| Description of the task |
The answer must consist of every line in the records that contains the word "note".
____ Data for processing
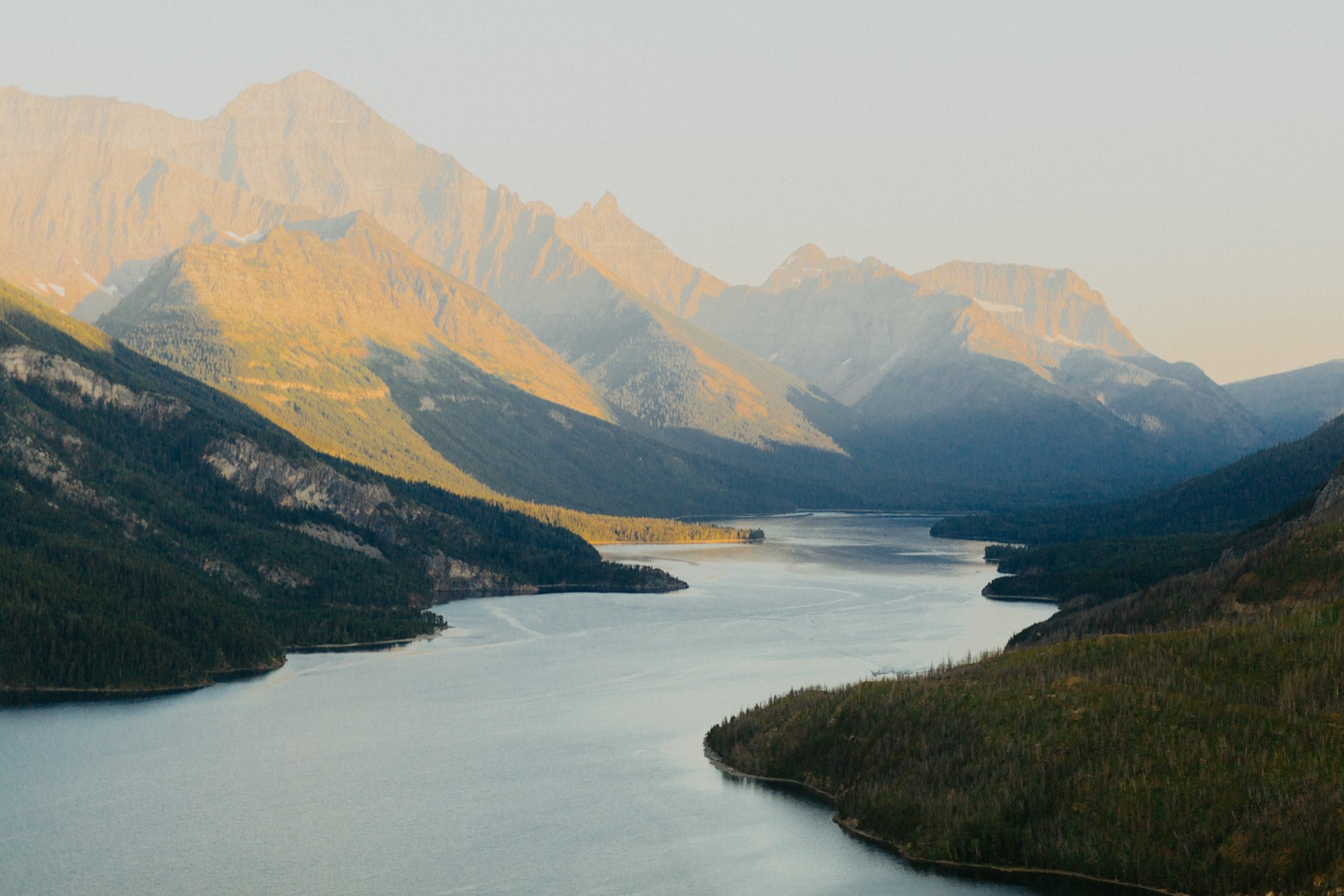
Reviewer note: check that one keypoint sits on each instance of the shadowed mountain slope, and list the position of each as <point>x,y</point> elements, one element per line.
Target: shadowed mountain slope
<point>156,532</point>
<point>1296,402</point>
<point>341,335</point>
________
____ Data for processing
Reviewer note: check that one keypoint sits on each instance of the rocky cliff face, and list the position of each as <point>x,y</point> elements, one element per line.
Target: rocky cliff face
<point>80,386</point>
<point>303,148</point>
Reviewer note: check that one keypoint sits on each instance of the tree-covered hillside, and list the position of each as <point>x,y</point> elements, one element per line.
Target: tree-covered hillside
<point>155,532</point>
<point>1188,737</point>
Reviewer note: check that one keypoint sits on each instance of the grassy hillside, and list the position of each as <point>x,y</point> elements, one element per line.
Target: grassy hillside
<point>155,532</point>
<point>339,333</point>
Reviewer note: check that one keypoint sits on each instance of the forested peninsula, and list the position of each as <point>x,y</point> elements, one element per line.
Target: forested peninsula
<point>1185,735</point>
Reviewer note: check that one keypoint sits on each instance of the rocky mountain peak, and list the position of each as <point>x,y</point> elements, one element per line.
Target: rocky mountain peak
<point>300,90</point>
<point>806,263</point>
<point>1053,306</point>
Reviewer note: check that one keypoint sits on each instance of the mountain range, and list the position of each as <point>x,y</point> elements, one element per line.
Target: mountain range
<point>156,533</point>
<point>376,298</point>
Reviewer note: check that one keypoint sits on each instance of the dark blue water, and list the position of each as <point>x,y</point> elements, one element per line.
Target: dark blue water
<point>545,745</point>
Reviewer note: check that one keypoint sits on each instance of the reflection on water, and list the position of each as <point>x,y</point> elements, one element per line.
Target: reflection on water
________
| Output of the exercise |
Reviewer note: check that one keypoint sits on each instance of the shadowed mountain slope, and list the position of each as <point>x,y</point> elements, one element per line.
Reviewer note: check that one keypoint sits on each instance of the rocky cliff face, and list the position of each as <point>x,y</point> elements, one element per line.
Reviewer note: check that one keypoint sits on each instance of the tree-covered hillside, and list the position of each as <point>x,y</point> elements, one element per line.
Reviewer note: check that one keypoint sits on each instance of the grassy hillside, and list the position of each as <point>x,y</point> elements, one element per line.
Reviewer note: check that one keypoint sits on each instance of the forested peninsula, and list the position of each as <point>x,y</point> elements, one element per line.
Reviewer note: check that one keypoint sits on each instance of the rocky mountain peak, and list the position of each as <point>x,y</point> elements, one element per line.
Reviewer note: check that one keypoint sits on each instance of the mountain range, and list the position of each as <point>x,y</point> elements, one element per line.
Reviewer note: check that one keypoint sits on each instance of the dark blue water, and list the position of each as <point>x,y</point> elements, one element per line.
Reviewer note: check that one keypoint sits on each instance of the reflection on water, and list the position of each as <point>x,y</point> elements, one element per line.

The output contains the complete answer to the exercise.